• [TASK TO CARRY OUT] Reproduce verbatim the portion of the court order notice from "WHEN CITING A" up to and including "REPRESENTED BY COUNSEL.".

• [PASSAGE GIVEN]
------

19-2929
Mariano v. CVI Investments, Inc. et al
UNITED STATES COURT OF APPEALS
FOR THE SECOND CIRCUIT
SUMMARY ORDER
RULINGS BY SUMMARY ORDER DO NOT HAVE PRECEDENTIAL EFFECT. CITATION TO A
SUMMARY ORDER FILED ON OR AFTER JANUARY 1, 2007, IS PERMITTED AND IS GOVERNED BY
FEDERAL RULE OF APPELLATE PROCEDURE 32.1 AND THIS COURT=S LOCAL RULE 32.1.1.
WHEN CITING A SUMMARY ORDER IN A DOCUMENT FILED WITH THIS COURT, A PARTY MUST
CITE EITHER THE FEDERAL APPENDIX OR AN ELECTRONIC DATABASE (WITH THE NOTATION
“SUMMARY ORDER”). A PARTY CITING TO A SUMMARY ORDER MUST SERVE A COPY OF IT
ON ANY PARTY NOT REPRESENTED BY COUNSEL.

------

• [STORED ROWS]

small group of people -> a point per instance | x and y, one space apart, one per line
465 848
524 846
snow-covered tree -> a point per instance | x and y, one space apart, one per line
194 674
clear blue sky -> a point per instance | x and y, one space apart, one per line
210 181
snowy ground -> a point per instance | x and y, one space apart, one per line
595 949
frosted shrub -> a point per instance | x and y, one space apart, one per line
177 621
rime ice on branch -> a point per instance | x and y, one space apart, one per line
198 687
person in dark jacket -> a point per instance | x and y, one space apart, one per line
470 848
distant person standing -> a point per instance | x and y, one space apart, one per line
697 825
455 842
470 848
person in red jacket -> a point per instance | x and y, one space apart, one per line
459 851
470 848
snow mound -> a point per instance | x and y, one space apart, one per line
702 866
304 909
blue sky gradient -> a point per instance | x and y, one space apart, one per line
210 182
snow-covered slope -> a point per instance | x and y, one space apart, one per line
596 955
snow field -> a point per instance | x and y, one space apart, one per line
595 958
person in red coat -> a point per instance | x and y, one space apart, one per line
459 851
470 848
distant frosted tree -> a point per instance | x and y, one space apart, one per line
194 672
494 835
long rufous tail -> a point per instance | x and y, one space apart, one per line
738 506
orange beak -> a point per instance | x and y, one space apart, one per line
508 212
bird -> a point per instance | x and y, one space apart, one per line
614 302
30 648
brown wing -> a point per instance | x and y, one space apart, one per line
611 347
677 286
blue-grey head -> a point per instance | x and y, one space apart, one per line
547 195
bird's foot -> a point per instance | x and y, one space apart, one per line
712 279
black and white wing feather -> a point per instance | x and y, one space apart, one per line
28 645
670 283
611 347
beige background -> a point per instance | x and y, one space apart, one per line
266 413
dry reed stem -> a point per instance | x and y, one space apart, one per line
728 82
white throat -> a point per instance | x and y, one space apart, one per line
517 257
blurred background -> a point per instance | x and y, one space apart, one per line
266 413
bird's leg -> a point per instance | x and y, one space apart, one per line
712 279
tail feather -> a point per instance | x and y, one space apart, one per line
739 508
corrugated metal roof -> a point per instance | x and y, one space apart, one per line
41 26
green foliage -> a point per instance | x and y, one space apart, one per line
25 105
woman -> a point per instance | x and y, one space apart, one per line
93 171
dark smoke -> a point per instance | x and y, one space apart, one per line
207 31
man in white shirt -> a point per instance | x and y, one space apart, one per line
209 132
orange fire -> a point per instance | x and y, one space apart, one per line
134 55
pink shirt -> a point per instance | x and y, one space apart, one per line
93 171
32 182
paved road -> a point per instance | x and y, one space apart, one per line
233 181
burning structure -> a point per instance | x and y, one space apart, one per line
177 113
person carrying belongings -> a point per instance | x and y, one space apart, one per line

------

• [THE OUTPUT]
WHEN CITING A SUMMARY ORDER IN A DOCUMENT FILED WITH THIS COURT, A PARTY MUST
CITE EITHER THE FEDERAL APPENDIX OR AN ELECTRONIC DATABASE (WITH THE NOTATION
“SUMMARY ORDER”). A PARTY CITING TO A SUMMARY ORDER MUST SERVE A COPY OF IT
ON ANY PARTY NOT REPRESENTED BY COUNSEL.